Data records:
= = = = = = =

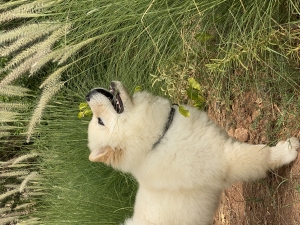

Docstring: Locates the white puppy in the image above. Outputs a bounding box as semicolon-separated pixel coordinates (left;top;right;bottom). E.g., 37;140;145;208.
86;82;299;225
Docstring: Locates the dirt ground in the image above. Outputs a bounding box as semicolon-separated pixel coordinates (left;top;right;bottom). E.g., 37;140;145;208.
208;93;300;225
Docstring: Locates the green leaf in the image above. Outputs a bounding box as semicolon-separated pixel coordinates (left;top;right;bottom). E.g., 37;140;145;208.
79;102;89;110
179;105;190;117
186;88;199;101
134;86;143;93
195;33;214;43
188;78;201;91
83;109;93;116
77;112;84;119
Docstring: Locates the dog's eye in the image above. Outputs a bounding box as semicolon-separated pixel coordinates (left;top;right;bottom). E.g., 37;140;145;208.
98;117;104;126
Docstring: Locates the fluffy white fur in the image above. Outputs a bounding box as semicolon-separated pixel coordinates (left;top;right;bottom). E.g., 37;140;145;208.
88;82;299;225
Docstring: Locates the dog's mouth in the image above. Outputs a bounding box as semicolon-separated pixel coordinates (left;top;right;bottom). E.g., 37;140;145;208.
86;85;124;114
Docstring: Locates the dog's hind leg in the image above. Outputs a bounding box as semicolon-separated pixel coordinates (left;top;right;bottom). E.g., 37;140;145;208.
225;137;300;183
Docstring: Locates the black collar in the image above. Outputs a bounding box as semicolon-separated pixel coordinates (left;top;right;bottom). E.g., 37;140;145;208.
152;107;175;150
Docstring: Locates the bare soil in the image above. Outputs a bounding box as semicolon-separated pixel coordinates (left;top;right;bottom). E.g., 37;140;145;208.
208;92;300;225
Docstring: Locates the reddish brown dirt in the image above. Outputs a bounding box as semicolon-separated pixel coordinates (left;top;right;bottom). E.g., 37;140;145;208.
208;93;300;225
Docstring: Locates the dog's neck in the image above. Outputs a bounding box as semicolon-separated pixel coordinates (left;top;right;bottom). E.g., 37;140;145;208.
152;106;175;150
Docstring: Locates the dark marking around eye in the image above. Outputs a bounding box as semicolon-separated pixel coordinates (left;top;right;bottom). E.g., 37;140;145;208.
98;117;104;126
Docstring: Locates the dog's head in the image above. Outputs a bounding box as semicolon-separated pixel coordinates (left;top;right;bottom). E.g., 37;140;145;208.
86;81;171;173
86;81;133;167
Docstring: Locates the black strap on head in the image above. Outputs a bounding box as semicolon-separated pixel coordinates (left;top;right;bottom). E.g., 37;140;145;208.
152;107;175;150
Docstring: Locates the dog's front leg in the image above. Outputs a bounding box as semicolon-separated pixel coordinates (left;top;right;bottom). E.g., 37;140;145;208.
225;137;300;183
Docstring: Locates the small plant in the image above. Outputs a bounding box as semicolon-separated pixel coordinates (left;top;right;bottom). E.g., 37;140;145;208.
78;102;93;119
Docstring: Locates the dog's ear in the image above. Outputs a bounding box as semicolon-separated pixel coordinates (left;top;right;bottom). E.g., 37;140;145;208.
89;146;123;166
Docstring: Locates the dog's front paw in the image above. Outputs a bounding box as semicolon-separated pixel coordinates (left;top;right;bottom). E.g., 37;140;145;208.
275;137;300;165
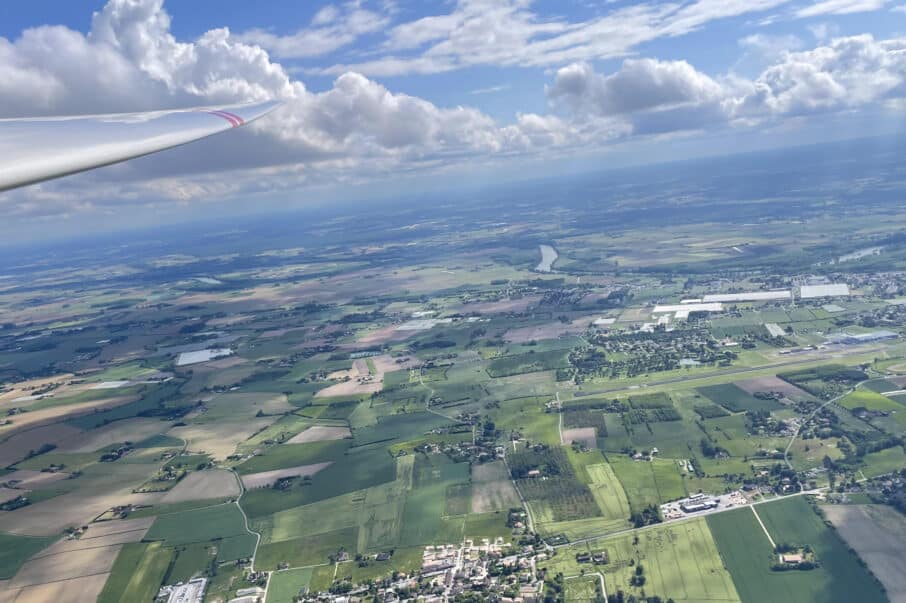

= = = = = = =

Task to carry out — Change every "Docstring" in the rows above to "Note" and keep everything else the same. Leave the pictures out of your answer.

Result below —
Note: Locates the white puppy in the image above. Outputs a bounding box as semicolon-separated pixel coordinates (left;top;right;bottom). E.g., 37;140;145;208.
86;82;299;225
Note: Locates the dirt ground in the image above. Outputs a bounding box as semicolon-separated pixel coordinates (left;top;right;bottom). E.g., 37;140;145;208.
208;93;300;225
Note: Locates the green leaf in the image above. Outputs a bounding box as semicolon-separated pixel coordinates (left;top;right;bottom). E.g., 37;140;145;208.
79;102;89;110
179;105;190;117
186;88;199;101
134;86;143;93
195;33;214;43
188;78;201;91
83;109;93;116
77;112;84;119
Note: Locates the dog's eye in the image above. Outputs a bounding box as semicolon-separated pixel coordinates (left;top;right;bottom). E.g., 37;140;145;208.
98;117;104;126
Note: Locates the fluffy white fur in the image above. Outputs a bounding box as semicolon-separated pixel coordinates (left;top;right;bottom). E.g., 37;140;145;208.
88;82;299;225
Note: Locates the dog's mouth in the image above. Outputs a bounding box as semicolon-separated pixel coordinates (left;top;right;bottom). E.g., 37;140;145;208.
86;85;124;114
Note: Locates the dog's hind leg in the image above. Outputs a bounding box as semicolon-separated pixel coordinates (left;top;right;bottom). E.g., 37;140;145;208.
225;137;300;183
Note: Locates the black collar in the image above. Outputs a bounding box as semicolon-separated pixel coordinates (left;top;right;bottom). E.g., 37;140;145;208.
152;107;175;150
Note: Locates the bare soil in the image above. Outputs a bounding box as semicolon-separated pixel coordinates (left;top;right;bottom). E.g., 37;140;145;208.
208;92;300;225
Note: Locates the reddish brown dirt in the image above. Outputs a bounding box as semicolon-separated pixel coordinates (left;top;right;bottom). E.g., 37;140;145;208.
208;93;300;225
Note: Locates the dog's neck in the image above. Outputs a bounding box as semicolon-separated pixel coordinates (left;top;right;bottom). E.g., 37;140;145;208.
152;106;175;150
Note: Locates the dark marking around eye in the image above. Outputs a bounding box as semicolon-separated pixel coordinates (left;top;right;bottom). E.g., 37;140;145;208.
98;117;104;126
Note: Locates the dog's head in the image above. Outputs a bounding box as semicolon-separated pixel coordinates (left;top;right;bottom). E.g., 37;140;145;208.
86;81;171;173
86;81;133;167
Note: Locates the black strap on head in the image above. Outputs a bounding box as semicolon-separated pixel coordinates (left;top;right;bottom). E.g., 37;140;145;208.
152;107;175;150
Note: Locates the dog's front leg in the image above. Outputs a bounding box as semicolon-separated pixel coordinates (left;top;right;bottom). E.g., 37;140;145;208.
225;137;300;183
Note: Locates the small plant in the image above. Outputs a bounding box as semicolon-separated pixel coordinates (left;top;right;bottom). E.g., 37;140;145;208.
78;102;93;119
Note: Locates the dog's ear in the image above. Outputs a bounding box as semicolon-separated pixel coordinates (left;top;right;bottom). E.g., 37;140;145;208.
89;146;123;166
Note: Locates the dog's front paw in the image above. Outputs a bounding box as semicolon-separated pixel coordinates (left;top;right;bottom). E.g., 37;140;145;208.
275;137;300;165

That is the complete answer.